**Records supplied**
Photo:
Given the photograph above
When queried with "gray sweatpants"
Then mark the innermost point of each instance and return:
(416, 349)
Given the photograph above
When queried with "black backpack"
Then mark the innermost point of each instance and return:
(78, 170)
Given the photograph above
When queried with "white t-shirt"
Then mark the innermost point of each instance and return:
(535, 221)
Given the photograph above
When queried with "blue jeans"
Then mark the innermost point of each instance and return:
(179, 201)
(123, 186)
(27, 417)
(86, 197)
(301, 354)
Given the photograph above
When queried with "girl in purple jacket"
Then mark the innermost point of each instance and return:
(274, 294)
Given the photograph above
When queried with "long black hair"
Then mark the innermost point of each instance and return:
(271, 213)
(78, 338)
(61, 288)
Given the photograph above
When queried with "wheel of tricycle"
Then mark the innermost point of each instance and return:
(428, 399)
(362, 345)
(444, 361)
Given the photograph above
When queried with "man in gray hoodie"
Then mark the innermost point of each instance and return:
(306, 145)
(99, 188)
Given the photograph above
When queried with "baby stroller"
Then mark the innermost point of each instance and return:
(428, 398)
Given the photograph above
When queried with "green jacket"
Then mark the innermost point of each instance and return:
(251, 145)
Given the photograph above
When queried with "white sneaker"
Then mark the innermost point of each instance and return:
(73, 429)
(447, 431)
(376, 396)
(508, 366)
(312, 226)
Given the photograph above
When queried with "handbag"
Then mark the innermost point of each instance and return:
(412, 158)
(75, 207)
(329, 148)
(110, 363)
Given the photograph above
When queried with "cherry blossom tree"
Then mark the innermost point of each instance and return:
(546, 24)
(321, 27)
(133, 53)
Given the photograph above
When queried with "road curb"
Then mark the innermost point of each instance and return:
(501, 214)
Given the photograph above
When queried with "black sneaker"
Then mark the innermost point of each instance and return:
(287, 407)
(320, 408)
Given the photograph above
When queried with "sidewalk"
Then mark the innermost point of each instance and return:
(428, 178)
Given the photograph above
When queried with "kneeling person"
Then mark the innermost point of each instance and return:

**Task goal**
State how many lines in the rows above contain the string "black", and give only the number.

**Response**
3